Your objective
Reproduce every line of the entries below verbatim, keeping the original order and line breaks.

Provided information
• • • •
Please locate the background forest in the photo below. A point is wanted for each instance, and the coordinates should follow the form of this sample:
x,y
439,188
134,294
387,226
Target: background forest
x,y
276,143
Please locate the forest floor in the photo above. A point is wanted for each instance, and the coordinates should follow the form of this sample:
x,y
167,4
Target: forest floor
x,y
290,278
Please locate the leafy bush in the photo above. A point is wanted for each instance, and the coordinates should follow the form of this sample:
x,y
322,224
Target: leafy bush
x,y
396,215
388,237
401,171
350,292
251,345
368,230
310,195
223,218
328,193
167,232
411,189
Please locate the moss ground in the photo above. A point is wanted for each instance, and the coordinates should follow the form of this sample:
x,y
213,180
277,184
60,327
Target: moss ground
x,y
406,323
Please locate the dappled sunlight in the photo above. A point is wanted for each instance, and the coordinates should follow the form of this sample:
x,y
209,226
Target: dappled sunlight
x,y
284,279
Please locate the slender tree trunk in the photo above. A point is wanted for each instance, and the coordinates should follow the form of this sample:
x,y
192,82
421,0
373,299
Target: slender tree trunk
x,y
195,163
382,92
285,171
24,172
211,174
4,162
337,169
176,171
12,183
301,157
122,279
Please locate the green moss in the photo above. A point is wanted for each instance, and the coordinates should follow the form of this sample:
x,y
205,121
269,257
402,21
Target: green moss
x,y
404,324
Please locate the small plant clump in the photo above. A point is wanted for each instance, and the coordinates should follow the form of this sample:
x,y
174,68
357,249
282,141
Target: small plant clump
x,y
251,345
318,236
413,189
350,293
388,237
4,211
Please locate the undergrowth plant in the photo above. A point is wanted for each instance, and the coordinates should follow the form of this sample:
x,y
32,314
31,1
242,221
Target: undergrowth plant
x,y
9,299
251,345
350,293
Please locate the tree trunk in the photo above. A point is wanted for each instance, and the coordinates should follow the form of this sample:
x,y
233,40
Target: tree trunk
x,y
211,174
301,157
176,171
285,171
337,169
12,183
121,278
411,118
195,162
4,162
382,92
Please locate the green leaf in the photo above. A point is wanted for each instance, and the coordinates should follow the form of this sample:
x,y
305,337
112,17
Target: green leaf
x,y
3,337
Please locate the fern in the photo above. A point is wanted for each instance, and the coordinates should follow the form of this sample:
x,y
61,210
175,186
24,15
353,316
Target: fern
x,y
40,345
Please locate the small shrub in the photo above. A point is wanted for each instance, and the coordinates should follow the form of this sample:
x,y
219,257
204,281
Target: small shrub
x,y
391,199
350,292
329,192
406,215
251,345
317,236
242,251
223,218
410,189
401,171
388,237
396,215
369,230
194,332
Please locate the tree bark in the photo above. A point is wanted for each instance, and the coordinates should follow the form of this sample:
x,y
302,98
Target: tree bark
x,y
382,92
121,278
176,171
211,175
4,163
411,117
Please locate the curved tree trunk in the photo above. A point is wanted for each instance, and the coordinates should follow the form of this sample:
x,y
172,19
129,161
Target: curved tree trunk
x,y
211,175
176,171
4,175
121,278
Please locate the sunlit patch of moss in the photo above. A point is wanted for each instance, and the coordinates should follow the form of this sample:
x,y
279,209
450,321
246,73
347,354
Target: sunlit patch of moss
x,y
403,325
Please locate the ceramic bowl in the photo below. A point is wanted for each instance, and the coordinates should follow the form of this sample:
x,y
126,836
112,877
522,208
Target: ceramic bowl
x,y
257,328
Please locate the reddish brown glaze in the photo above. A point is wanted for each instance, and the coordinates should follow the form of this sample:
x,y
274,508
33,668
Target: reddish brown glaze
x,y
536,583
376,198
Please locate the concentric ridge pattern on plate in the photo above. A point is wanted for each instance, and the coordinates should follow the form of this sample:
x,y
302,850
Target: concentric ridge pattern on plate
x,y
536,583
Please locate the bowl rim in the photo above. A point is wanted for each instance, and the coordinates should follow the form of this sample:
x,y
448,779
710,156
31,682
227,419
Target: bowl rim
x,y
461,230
• • • •
Task response
Please locate the background forest in the photo below. A point is wanted for each instance, and the coordinates should follow the form of this sample:
x,y
439,188
134,294
387,226
Target: background forest
x,y
276,143
Please locate the forest floor in the photo above. A point is wanted for each instance, and the coordinates should follow the form of this sample:
x,y
167,4
Target: forest floor
x,y
290,278
Please locate the leafy bush in the photo above. A point is wanted for each instance, and the coordinates should follow the form of this sample:
x,y
322,224
Target: leafy bush
x,y
396,215
388,237
401,171
350,292
251,345
368,230
310,195
223,218
328,193
167,232
411,189
Please locate the moss ground in the photo above. A point is wanted for each instance, and the coordinates should follow the form of this sample:
x,y
213,180
277,184
60,327
Target: moss ground
x,y
406,323
Please locate the dappled sunlight in the photo above. A point is wanted for each instance, and the coordinates should follow the form of this sample:
x,y
209,226
Target: dappled sunlight
x,y
284,279
Please locate the slender tree trunk in the photo above. A point is wanted for each instance, and the coordinates should follow the form of this sample:
x,y
192,82
421,0
373,299
Target: slender tree trunk
x,y
195,163
382,92
285,171
24,172
211,174
4,162
337,169
176,171
12,183
301,157
122,279
Please locate the green moss in the photo above. A point is wanted for each instance, and the coordinates should follow the form of this sample:
x,y
205,121
269,257
402,21
Target: green moss
x,y
404,324
Please locate the small plant clump in the photo above. A point is wanted for each instance, and the coordinates should follow the form of this sample:
x,y
174,68
357,249
282,141
Target: small plant clump
x,y
251,345
318,236
413,189
350,293
388,237
4,211
Please locate the undergrowth plant in the photo above. A point is wanted for each instance, and the coordinates should follow the form of this sample:
x,y
32,314
31,1
242,221
Target: undergrowth plant
x,y
9,299
251,345
350,293
Please locate the tree trunk in the photo above. A point is wanted for each instance, and the coordinates should follow the form of this sample:
x,y
233,40
Target: tree trunk
x,y
211,174
301,157
176,171
285,171
337,169
12,183
121,278
411,118
195,162
4,162
382,92
Please locate the green leaf in the photo above. A point is wanted for each instance, and the coordinates should follow the form of this sample:
x,y
305,337
112,17
Target: green leaf
x,y
3,337
Please locate the fern in the photo above. A point is wanted for each instance, and the coordinates should follow the form of this sample:
x,y
61,210
175,186
24,15
353,316
Target: fern
x,y
40,345
Please locate the small shrub in the photo above. A point is wanted for each instance, and the coordinates should follow the form of this sample:
x,y
219,257
204,281
Target: small shrub
x,y
391,199
350,292
329,192
406,215
251,345
317,236
242,251
223,218
410,189
401,171
388,237
396,215
369,230
194,332
Please locate the tree bark in the photo above. A point is wanted for each instance, and the coordinates should follow the form of this sample:
x,y
302,98
Target: tree bark
x,y
382,92
121,278
176,171
211,175
4,163
411,117
Please locate the curved tree trunk in the photo above. A point is wanted for each instance, and the coordinates should follow the form of this sample:
x,y
172,19
129,161
Target: curved tree trunk
x,y
211,175
176,171
4,175
121,278
Please locate the sunlit patch of moss in the photo above. A point is wanted for each instance, and the coordinates should follow the form of this sample:
x,y
279,209
450,321
246,73
347,354
Target: sunlit patch of moss
x,y
403,325
Please locate the ceramic bowl in the photo below. A point is wanted for each instance, and the coordinates should follow the form of this sample:
x,y
126,836
112,877
522,208
Target: ceramic bowl
x,y
257,328
Please locate the reddish brown glaze in the photo above. A point is wanted for each instance, and the coordinates should follow the form of this sample:
x,y
274,508
33,668
Target: reddish brown glaze
x,y
536,583
376,198
Please locate the concentric ridge pattern on plate in the photo above. A point is wanted for each instance, and the coordinates should follow the form of this sample:
x,y
302,850
Target: concentric ridge pattern on plate
x,y
536,583
Please locate the bowl rim in the photo above. A point is wanted for each instance, and the coordinates should follow the form of this sample:
x,y
448,779
710,156
31,682
227,419
Target: bowl rim
x,y
461,230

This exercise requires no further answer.